REQUIREMENTS: Can you extract the span of the KHAN model excerpt that runs from "KHAN-h, in this" up to and including "in Equation (17).", copied word for word?

** Start TEXT EXCERPT **

RGHAT is slightly worse than KGCN and KGNN-LS, which shows that it is necessary to learn different representations for items when facing different users.

Compared with KGCN, the performance of KGNN-LS is significantly improved by introducing LS regularization, which indicates the LS part helps learn the edge weights in KG and has better generalization ability.

KGAT performs better on Dianping-Food compared to most of the baselines. One possible reason is that there are a large number of user-item interactions in Dianping-Food, and KGAT better captures the similarity of user interaction behavior by introducing user-item interaction information into knowledge graph.

KGIN shows strong performance compared with other baselines. This is mainly because KGIN preserves the semantics of long-range connectivity using relation dependencies. Note that we also incorporate information of relations in KHAN model.

Our model consistently achieves the best performance on both datasets, which proves the effectiveness of our model. KHAN not only learns more effective item representations by a hierarchical attention network, but also captures user preferences more accurately by combining user representations introduced in item encoder and user representations based on user interaction sequences in a unified framework.

Fig. 5

The performance of variants of KHAN methods. The best performing methods, KGCN and KGNN-LS, are also added as baselines, which are denoted as two dashed lines, respectively.

5.4 Effectiveness of item encoder and user encoder

In this section, to demonstrate the effectiveness of item encoder and user encoder, we consider the following two variants:

KHAN-h, in this model, we do not consider user interests based on user interaction sequences. Specifically, we use the user representation u introduced in item encoder as final user representation u^* in Equation (17).

KHAN-i, the variant model simply employs the embedding of the item ID as item representation without learning from KG.

Figure 5 illustrates the results of KHAN-h, KHAN-i, and KHAN in terms of Recall@10 and Recall@50. We also add KGCN and KGNN-LS as baselines, where KGCN only distinguishes user-relation attention, and KGNN-LS performs best w.r.t Recall@10 compared with other baselines. According to Fig. 5, we have the following findings:

KHAN outperforms KHAN-h and KHAN-i on both datasets, which validates that the user encoder and the item encoder are both beneficial for recommendation.

** End TEXT EXCERPT **
** Start DATASET **

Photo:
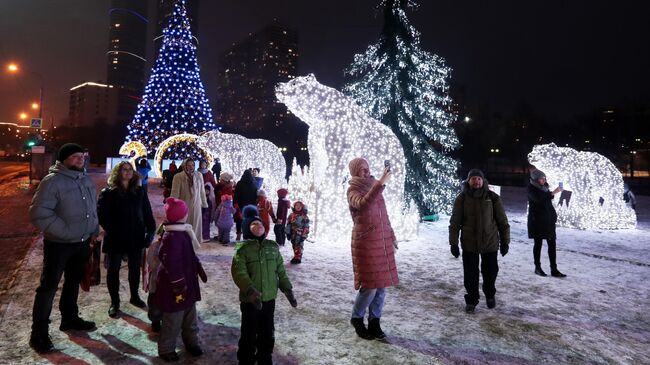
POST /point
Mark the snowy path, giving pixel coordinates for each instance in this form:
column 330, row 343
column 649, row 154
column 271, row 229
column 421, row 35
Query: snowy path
column 599, row 314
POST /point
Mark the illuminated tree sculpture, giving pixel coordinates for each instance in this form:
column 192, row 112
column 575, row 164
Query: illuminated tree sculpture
column 406, row 88
column 340, row 130
column 596, row 186
column 174, row 100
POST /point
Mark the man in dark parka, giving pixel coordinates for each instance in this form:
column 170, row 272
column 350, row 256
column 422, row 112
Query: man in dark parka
column 484, row 230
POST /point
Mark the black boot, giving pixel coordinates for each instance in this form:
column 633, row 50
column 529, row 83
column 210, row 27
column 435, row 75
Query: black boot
column 374, row 329
column 360, row 328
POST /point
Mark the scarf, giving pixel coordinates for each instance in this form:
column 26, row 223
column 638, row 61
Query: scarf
column 543, row 188
column 184, row 227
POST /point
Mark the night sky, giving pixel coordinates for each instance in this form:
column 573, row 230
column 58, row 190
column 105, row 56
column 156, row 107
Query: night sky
column 561, row 57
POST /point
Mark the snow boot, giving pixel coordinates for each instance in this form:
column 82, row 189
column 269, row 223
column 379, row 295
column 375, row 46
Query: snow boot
column 539, row 271
column 360, row 328
column 374, row 329
column 556, row 273
column 491, row 302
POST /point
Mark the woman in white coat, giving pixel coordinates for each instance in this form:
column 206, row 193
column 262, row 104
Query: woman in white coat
column 187, row 185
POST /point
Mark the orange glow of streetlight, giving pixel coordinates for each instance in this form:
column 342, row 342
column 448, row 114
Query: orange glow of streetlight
column 12, row 67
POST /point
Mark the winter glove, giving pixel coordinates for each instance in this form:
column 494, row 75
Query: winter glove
column 254, row 297
column 179, row 289
column 292, row 300
column 201, row 272
column 455, row 251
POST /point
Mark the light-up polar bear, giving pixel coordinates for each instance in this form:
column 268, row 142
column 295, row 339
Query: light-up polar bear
column 238, row 153
column 339, row 130
column 589, row 176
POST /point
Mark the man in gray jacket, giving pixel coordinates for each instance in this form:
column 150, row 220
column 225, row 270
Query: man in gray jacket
column 65, row 209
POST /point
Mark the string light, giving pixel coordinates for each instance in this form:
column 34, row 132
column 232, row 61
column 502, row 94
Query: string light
column 174, row 100
column 339, row 130
column 596, row 188
column 237, row 153
column 406, row 88
column 179, row 140
column 134, row 147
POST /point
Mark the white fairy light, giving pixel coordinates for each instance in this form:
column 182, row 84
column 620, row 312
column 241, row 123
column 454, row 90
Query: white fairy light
column 592, row 179
column 339, row 131
column 237, row 153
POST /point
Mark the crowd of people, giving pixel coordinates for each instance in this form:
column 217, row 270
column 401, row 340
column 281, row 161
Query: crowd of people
column 66, row 210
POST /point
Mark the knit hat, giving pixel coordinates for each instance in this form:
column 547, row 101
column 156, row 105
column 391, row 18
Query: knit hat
column 175, row 209
column 356, row 165
column 475, row 172
column 537, row 174
column 68, row 149
column 250, row 214
column 225, row 176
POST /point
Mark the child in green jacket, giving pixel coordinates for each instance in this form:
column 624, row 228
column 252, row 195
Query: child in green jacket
column 258, row 270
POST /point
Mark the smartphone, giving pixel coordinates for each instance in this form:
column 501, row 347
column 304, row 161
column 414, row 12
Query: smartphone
column 387, row 164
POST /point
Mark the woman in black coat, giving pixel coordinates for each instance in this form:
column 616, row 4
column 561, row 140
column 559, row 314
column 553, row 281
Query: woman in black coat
column 129, row 227
column 541, row 220
column 245, row 194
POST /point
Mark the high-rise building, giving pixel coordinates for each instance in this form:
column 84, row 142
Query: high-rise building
column 164, row 10
column 248, row 74
column 92, row 103
column 126, row 54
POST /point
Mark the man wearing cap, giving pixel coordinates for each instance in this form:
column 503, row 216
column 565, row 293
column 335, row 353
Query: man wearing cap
column 64, row 209
column 484, row 230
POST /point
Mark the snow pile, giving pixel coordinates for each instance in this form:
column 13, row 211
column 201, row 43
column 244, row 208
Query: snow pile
column 599, row 314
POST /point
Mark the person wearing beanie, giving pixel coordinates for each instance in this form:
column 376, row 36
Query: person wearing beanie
column 188, row 186
column 281, row 216
column 373, row 248
column 265, row 208
column 125, row 214
column 298, row 230
column 177, row 286
column 541, row 221
column 224, row 219
column 64, row 209
column 258, row 288
column 479, row 215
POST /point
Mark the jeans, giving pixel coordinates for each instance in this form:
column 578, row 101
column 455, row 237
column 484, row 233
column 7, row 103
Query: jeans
column 537, row 252
column 372, row 299
column 257, row 334
column 67, row 259
column 489, row 269
column 113, row 274
column 175, row 323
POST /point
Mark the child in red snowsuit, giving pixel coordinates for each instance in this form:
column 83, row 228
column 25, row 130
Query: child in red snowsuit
column 298, row 230
column 265, row 208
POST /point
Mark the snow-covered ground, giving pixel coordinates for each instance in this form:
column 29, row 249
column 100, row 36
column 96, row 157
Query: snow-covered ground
column 599, row 314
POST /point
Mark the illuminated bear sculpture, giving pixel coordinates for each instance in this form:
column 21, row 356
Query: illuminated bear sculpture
column 596, row 187
column 339, row 131
column 237, row 153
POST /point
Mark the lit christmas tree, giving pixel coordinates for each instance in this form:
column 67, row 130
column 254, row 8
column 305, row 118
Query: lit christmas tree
column 406, row 88
column 174, row 100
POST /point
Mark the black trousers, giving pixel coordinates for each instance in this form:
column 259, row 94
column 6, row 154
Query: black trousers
column 489, row 269
column 113, row 274
column 257, row 334
column 537, row 252
column 59, row 259
column 280, row 231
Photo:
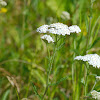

** End DATASET **

OUTPUT FOR THIS EXERCISE:
KHAN-h, in this model, we do not consider user interests based on user interaction sequences. Specifically, we use the user representation u introduced in item encoder as final user representation u^* in Equation (17).